#### Assignment:
Could you print every record below exactly as written?

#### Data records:
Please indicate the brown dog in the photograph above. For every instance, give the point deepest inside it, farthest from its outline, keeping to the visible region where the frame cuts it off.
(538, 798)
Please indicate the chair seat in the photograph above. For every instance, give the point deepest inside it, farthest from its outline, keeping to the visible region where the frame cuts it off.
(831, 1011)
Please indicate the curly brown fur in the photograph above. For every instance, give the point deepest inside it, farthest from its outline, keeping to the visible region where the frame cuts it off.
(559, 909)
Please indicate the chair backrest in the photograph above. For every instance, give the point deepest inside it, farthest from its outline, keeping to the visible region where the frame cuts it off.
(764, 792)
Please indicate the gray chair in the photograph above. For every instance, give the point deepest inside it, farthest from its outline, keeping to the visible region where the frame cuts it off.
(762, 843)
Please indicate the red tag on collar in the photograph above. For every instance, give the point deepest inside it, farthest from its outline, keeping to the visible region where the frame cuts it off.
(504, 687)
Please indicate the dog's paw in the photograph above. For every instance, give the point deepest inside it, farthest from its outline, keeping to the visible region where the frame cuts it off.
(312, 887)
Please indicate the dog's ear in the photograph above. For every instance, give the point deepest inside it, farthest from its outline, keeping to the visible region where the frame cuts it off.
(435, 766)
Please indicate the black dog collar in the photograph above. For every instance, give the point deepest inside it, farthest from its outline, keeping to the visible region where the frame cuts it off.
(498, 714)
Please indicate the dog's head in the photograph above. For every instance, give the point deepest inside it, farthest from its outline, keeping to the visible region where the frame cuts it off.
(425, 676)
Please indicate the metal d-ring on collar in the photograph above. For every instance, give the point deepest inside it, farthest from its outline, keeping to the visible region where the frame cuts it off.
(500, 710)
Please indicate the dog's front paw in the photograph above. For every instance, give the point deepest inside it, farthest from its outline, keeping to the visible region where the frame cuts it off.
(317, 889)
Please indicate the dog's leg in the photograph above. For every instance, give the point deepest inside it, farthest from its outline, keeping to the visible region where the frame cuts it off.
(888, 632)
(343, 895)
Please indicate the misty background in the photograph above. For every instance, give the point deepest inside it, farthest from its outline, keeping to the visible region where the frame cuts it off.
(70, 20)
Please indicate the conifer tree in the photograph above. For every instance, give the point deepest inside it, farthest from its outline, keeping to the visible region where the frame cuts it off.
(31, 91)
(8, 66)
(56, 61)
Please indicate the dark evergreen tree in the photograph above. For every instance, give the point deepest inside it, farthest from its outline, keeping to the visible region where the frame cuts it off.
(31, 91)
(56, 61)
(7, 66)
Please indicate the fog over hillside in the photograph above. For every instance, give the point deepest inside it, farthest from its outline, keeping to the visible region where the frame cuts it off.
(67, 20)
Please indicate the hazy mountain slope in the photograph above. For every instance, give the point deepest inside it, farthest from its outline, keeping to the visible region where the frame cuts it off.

#### Result:
Please indicate the brown dog in the photograph above. For every instance, give the point deepest inside it, farthest from its outline, keeping to the visible region where the frame cuts it off.
(538, 798)
Please indicate the chair seat in the photograph above. For every instance, give the point deepest inside it, farthest from its outline, keeping to the visible region where the frame cuts it off.
(831, 1011)
Please indicate the curly brown fur in the photograph above. For every instance, give the point deepest inside it, farthest from its outline, keeping to the visible region where the frame cuts it off.
(559, 909)
Please indicate the chair backrest in the photograph above. For every instance, give the point deepest inside it, farthest from its outline, keeping to the visible region where the frame cuts it off.
(764, 792)
Please indicate the gray chair in the photograph above. For every instance, give the point deepest inside it, farthest from its outline, keeping to the visible region where the frame cuts it off.
(762, 843)
Please indicate the red tag on collar in the photograph above. For every instance, give the point deepest inside it, farthest from its outline, keeping to the visible region where the frame cuts it off.
(504, 687)
Please indicate the dog's paw in the photograph above. For every instance, give the point deepest inside it, farthest from its outline, keeping to the visible region where the frame cuts it off.
(312, 887)
Please indicate the dog's ear in the photograph above. For every instance, give the point deepest inside it, farthest from its outline, keeping to the visible region where the frame cuts it off.
(435, 766)
Please indicate the black dog collar in the photograph above. For every instance, give the point deepest inside it, farthest from its outline, keeping to the visible region where the frame cuts it off.
(498, 714)
Please indicate the dog's head in the photograph above. For every instance, give the point deepest inside it, farthest from its outline, keeping to the visible region where the frame cuts it off.
(425, 676)
Please indicate the metal d-ring on collar in the photograph above. For every instance, give the point deepest inside it, farthest from its outline, keeping to the visible region where the frame cuts it off.
(500, 710)
Please indicate the dog's front paw in the photograph above. For every instance, give the point deepest inside it, farthest from its outline, keeping to the visible region where the frame cuts it off.
(317, 889)
Please indicate the dog's leg in the photograph above. For every instance, give the point deepest inside it, farthest from its outline, keeping to the visible region where the frame cuts it off.
(888, 632)
(343, 895)
Please indicate the misty background in the photograph above. For every instance, give the point deepest inside it, farthest from its outline, keeping to the visible region where the frame cuts it off.
(70, 20)
Please indicate the conifer tree in the photograph above. For every instance, give the point deepest inside it, farthest from its outline, keeping to the visible region where the frame cuts it off.
(31, 91)
(8, 66)
(56, 61)
Please indicate the dark evergreen tree in the photograph above. For every instance, give the point deepest inside it, farthest from its outline, keeping to the visible region where the frame cuts it off.
(31, 91)
(56, 61)
(7, 66)
Please indicate the fog over hillside in the photograph above. For every instance, give the point deepest inside it, farthest from its outline, keeping to the visible region where the frame cuts it off.
(67, 20)
Please indicate the hazy mountain slope in the photograph above. For every instance, give the point deepest inside it, farthest from its outline, keeping to the visible region where the frame cuts it off.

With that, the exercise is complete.